▶ GIVEN PROBLEM A
In the top-songs list, what is the name of the 2012 album on which Tori Amos and the Metropole Orchestra redid her classics?

▶ SELECTED EXTRACT
Sunday, December 23, 2012

My Top 20 Songs of 2012

No, I'm not resurrecting this blog - the title and URL don't really seem relevant anymore anyway, since I left D.C. a year-and-a-half ago. And no, I don't think anyone REALLY cares what my 20 favorite songs of 2012 were. And yet, here I am, using this old blog to post my top 20 of 2012 list. Because 2012 was a year when I found a lot of music that I fell in love with - including a couple of albums that I listened to on repeat for months on end - and I just felt like sharing. Conspicuously missing from this list, I'll simply point out: Muse and Mumford and Sons. Just pointing that out.

Check out the list, or don't. :)

Also, feel free to tell me I'm crazy.

Here we go!

20. "Lady," tUnE-yArDs

Starting with this one makes me a little nervous. It might set the wrong tone for the rest of the list and drive you away from reading the rest. tUnE-yArDs is one of those bands that, I think, most people will think is weird - and, I worry, some might think it's weird just for weird's sake. But I found tUnE-yArDs (a musical project made up almost entirely of Merrill Garbus) in 2011 and fell in love with the album "w h o k i l l." It's a 2011 album, so none of my favorites from it can be on this list, but I listened to tUnE-yArDs a lot in 2012 so I needed to feature something from Merrill here. This is her remake of Fela Kuti's "Lady," and one of the things I really love about Merrill's music is that, for a New England white girl, she does some really amazing African-inspired music. So while this may not be one of my favorites from her (please check out "Gangsta" or "My Country" or "Bizness" or anything else from "w h o k i l l" - especially if you like cute kids in music videos), "Lady" feels like a good No. 20 for 2011.



19. "Man on Fire," Edward Sharpe & the Magnetic Zeros

This is a band that I loved when they first showed up; continued to love when "Edward" (aka Alexander Ebert) went off and did his own thing; and then loved slightly less with their follow-up album. But this is music designed just to make you feel good. Throw in the music video (without it, this might not be in the top 20) and you can't help but smile. Bonus: More cute kids in this music video! Come on and dance with me.



18. "Yes, Anastasia," Tori Amos

I don't listen to, nor obsess over, Tori nearly as much as I did back in middle/high school, but she will always be my favorite. And "Yes, Anastasia" has been one of my favorite songs since I first really listened to it while suffering from the flu on a family trip to Yellowstone. One of my favorite things about it is the strings (I love a big, stirring strings section), so when Tori and the Metropole Orchestra redid a bunch of Tori's classics for her 2012 album "Gold Dust," and one of the things they did was replace some of the strings in "Yes, Anastasia" with brass (and a gong?), I was a little appalled. Then I discovered a new way to love this song.



17. "How Long Have You Known," Diiv

Here's a band I just randomly discovered this year and was able to listen to on a whim thanks to Spotify - and ended up listening to in my headphones at work countless times over the last few months. I couldn't really name a single song, give you any lyrics, or tell you much about this band at all. But here's one that stands out in my memory among a very listenable collection of great ambient, background songs.

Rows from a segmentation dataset
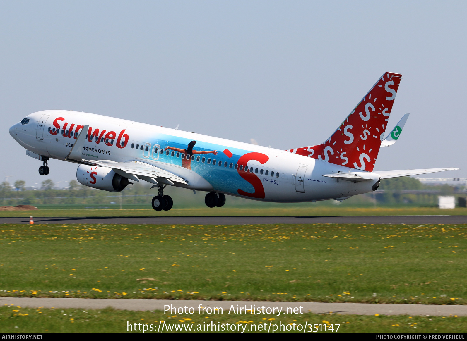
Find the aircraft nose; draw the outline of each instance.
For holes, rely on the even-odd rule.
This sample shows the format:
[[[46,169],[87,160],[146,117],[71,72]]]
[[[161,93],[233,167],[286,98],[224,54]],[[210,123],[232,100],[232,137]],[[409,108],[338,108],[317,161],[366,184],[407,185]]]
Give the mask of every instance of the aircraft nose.
[[[10,132],[10,135],[11,135],[11,137],[14,139],[16,139],[18,138],[18,136],[16,136],[16,134],[18,133],[17,128],[19,124],[19,123],[16,123],[16,124],[13,125],[11,127],[10,127],[10,129],[9,131]]]

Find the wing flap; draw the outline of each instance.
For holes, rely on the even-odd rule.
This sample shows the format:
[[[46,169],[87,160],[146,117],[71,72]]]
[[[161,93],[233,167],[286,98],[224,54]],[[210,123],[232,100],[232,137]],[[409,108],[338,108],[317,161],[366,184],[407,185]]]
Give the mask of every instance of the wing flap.
[[[95,166],[111,168],[116,173],[135,181],[139,181],[140,179],[142,179],[151,183],[161,182],[171,186],[174,185],[174,182],[188,184],[188,181],[183,178],[155,166],[142,162],[141,161],[130,161],[127,162],[114,162],[110,160],[107,162],[94,160],[85,161]]]
[[[397,171],[382,171],[381,172],[374,172],[378,174],[381,179],[389,179],[390,178],[398,178],[400,176],[409,176],[409,175],[417,175],[419,174],[434,173],[437,172],[444,172],[448,170],[457,170],[459,168],[453,167],[448,168],[431,168],[425,169],[405,169]]]
[[[353,182],[360,182],[362,181],[368,181],[374,179],[370,178],[364,178],[363,176],[357,175],[356,174],[349,174],[348,173],[333,173],[332,174],[324,174],[323,176],[327,178],[335,178],[346,181],[351,181]]]

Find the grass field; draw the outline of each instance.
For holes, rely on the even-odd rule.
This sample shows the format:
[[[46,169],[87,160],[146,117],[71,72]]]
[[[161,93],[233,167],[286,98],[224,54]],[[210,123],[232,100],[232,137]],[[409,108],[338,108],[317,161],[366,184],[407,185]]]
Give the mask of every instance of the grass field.
[[[466,225],[0,228],[3,296],[466,304]]]
[[[206,325],[231,325],[229,329],[235,328],[231,333],[258,333],[260,325],[266,325],[266,330],[273,332],[274,328],[268,328],[269,325],[279,325],[295,324],[287,327],[291,329],[286,332],[303,333],[303,326],[306,324],[306,332],[310,329],[318,333],[335,334],[339,333],[465,333],[467,326],[467,317],[442,317],[440,316],[359,316],[311,313],[297,315],[289,315],[278,317],[274,315],[229,315],[224,312],[222,315],[194,314],[166,315],[161,311],[132,312],[74,309],[26,309],[18,306],[0,307],[0,330],[2,333],[146,333],[157,332],[158,327],[165,326],[164,333],[180,333],[176,328],[181,328],[181,332],[191,332],[201,329],[200,332],[206,332]],[[161,323],[165,321],[165,323]],[[218,323],[220,322],[220,323]],[[138,331],[127,330],[128,324],[136,324]],[[138,324],[141,325],[138,325]],[[310,324],[316,324],[316,329]],[[147,324],[145,328],[143,326]],[[150,325],[153,325],[149,327]],[[300,326],[296,325],[301,325]],[[338,326],[337,325],[340,325]],[[233,328],[231,325],[234,325]],[[326,331],[325,331],[325,325]],[[133,326],[134,328],[134,325]],[[329,330],[330,327],[332,329]],[[151,331],[150,329],[154,330]],[[299,330],[297,329],[301,329]],[[240,331],[239,331],[240,330]],[[159,329],[159,333],[161,330]],[[210,332],[210,330],[207,332]],[[283,330],[281,330],[283,333]],[[228,333],[228,331],[225,332]]]
[[[60,207],[58,205],[54,207]],[[432,216],[467,215],[467,209],[442,209],[433,207],[352,207],[338,205],[300,207],[278,204],[276,207],[207,207],[172,209],[157,212],[148,209],[41,209],[34,211],[0,211],[0,217],[46,216]]]

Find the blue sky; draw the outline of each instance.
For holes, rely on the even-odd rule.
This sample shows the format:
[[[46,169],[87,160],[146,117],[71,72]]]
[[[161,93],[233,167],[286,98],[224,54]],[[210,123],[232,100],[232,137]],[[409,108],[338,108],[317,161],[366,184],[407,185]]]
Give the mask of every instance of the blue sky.
[[[0,180],[44,179],[8,127],[60,109],[289,149],[322,142],[385,71],[389,120],[410,116],[375,170],[467,177],[461,1],[2,1]],[[50,162],[48,177],[77,166]]]

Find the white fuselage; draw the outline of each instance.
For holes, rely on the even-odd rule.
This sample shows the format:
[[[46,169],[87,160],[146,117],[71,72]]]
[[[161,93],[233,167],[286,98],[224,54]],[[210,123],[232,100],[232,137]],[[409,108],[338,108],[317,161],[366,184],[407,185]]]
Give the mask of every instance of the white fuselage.
[[[15,124],[10,134],[34,153],[77,162],[67,156],[83,127],[89,125],[91,135],[82,151],[83,160],[140,161],[184,178],[188,185],[177,185],[192,189],[264,201],[301,202],[345,198],[371,192],[379,178],[375,173],[283,150],[94,114],[48,110],[26,118],[29,122]],[[96,129],[99,132],[94,137]],[[187,150],[190,141],[196,141],[193,150],[199,151],[199,154],[193,155],[187,166],[181,158],[184,154],[177,150]],[[244,169],[241,171],[237,166],[242,160],[247,160],[248,176],[241,173]],[[354,182],[323,176],[338,172],[364,174],[373,180]],[[252,193],[258,195],[249,195]]]

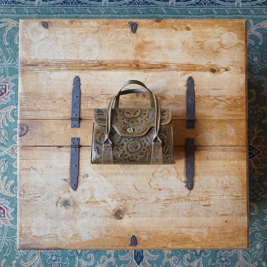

▶ GIVEN PROBLEM B
Count the lines of the records that contain the string "wing", with case taken into account, and reply with the number alone.

▶ TASK SOLUTION A
"Gold Dust"

▶ TASK SOLUTION B
2